======== Available records ========

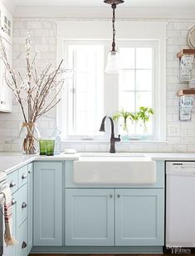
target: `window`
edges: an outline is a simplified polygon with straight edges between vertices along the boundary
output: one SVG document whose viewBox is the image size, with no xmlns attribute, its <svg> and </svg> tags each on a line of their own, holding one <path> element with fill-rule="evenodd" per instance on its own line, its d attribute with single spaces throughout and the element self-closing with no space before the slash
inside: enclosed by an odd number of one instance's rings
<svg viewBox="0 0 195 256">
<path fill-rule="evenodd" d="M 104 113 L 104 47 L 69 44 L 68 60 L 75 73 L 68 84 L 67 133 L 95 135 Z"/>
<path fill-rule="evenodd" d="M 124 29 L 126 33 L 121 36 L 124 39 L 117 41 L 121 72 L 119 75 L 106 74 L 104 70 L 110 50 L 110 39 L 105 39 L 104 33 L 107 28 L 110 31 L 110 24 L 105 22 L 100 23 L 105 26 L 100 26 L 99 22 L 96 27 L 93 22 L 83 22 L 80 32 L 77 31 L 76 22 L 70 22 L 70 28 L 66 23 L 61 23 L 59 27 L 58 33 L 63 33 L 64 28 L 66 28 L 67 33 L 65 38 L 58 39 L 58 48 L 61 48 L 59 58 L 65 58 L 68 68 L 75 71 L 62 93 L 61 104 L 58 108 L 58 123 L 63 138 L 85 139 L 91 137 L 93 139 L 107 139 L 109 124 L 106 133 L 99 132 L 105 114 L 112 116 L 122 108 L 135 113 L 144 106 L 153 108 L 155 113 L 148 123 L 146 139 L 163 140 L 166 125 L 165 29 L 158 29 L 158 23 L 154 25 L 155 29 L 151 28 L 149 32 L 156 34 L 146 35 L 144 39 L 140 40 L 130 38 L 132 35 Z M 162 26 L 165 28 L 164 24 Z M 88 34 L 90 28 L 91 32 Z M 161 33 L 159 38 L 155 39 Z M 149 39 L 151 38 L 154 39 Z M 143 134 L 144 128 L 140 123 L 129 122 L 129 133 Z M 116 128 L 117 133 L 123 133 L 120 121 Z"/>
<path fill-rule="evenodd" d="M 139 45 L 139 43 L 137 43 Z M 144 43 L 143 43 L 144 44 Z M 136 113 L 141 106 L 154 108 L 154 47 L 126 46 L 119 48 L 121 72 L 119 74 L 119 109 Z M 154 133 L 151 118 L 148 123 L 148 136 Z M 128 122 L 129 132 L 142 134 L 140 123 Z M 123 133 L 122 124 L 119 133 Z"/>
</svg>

========

Please transcribe every line of the entries above verbatim, leaving out the pictures.

*Answer to the exercise*
target: `window`
edges: an outline is a simplified polygon with straight edges between vertices along the boundary
output: one SVG document whose viewBox is the image size, with no xmlns attribute, its <svg> and </svg> tags each on a line of their own, holding one <path> element with fill-rule="evenodd" per instance on its own line, its d attribute with single spaces throughout and the element self-closing with no space before the slash
inside: enclosed by an odd number of one instance's rings
<svg viewBox="0 0 195 256">
<path fill-rule="evenodd" d="M 104 113 L 104 47 L 69 44 L 68 60 L 75 73 L 68 84 L 67 133 L 95 135 Z"/>
<path fill-rule="evenodd" d="M 124 29 L 126 33 L 121 36 L 124 39 L 117 41 L 121 72 L 119 75 L 106 74 L 104 70 L 110 50 L 110 39 L 105 39 L 104 33 L 107 28 L 110 31 L 110 24 L 105 22 L 100 23 L 105 26 L 100 26 L 99 22 L 96 27 L 93 22 L 83 22 L 80 32 L 77 31 L 76 22 L 70 22 L 70 28 L 66 23 L 61 23 L 59 27 L 58 33 L 63 33 L 64 28 L 66 28 L 67 33 L 65 38 L 58 39 L 58 48 L 61 48 L 59 58 L 65 58 L 68 68 L 75 71 L 62 93 L 61 104 L 58 108 L 58 123 L 63 138 L 85 139 L 91 137 L 93 139 L 107 139 L 109 124 L 106 133 L 99 132 L 105 114 L 112 116 L 122 108 L 135 113 L 144 106 L 153 108 L 155 113 L 148 123 L 146 139 L 163 140 L 166 125 L 165 29 L 158 29 L 158 23 L 154 25 L 155 29 L 151 28 L 149 32 L 156 34 L 146 35 L 144 39 L 140 40 L 130 38 L 132 35 Z M 162 26 L 165 28 L 164 24 Z M 88 34 L 90 28 L 91 32 Z M 161 33 L 159 38 L 155 39 Z M 149 39 L 151 38 L 154 39 Z M 143 134 L 144 128 L 140 123 L 129 122 L 129 133 Z M 116 128 L 117 133 L 123 133 L 120 121 Z"/>
<path fill-rule="evenodd" d="M 139 45 L 139 43 L 137 43 Z M 144 43 L 143 43 L 144 44 Z M 136 113 L 141 106 L 154 108 L 154 47 L 126 46 L 119 48 L 121 72 L 119 74 L 119 109 Z M 154 133 L 151 118 L 148 123 L 148 136 Z M 128 122 L 129 132 L 142 134 L 140 123 Z M 123 133 L 122 124 L 119 133 Z"/>
</svg>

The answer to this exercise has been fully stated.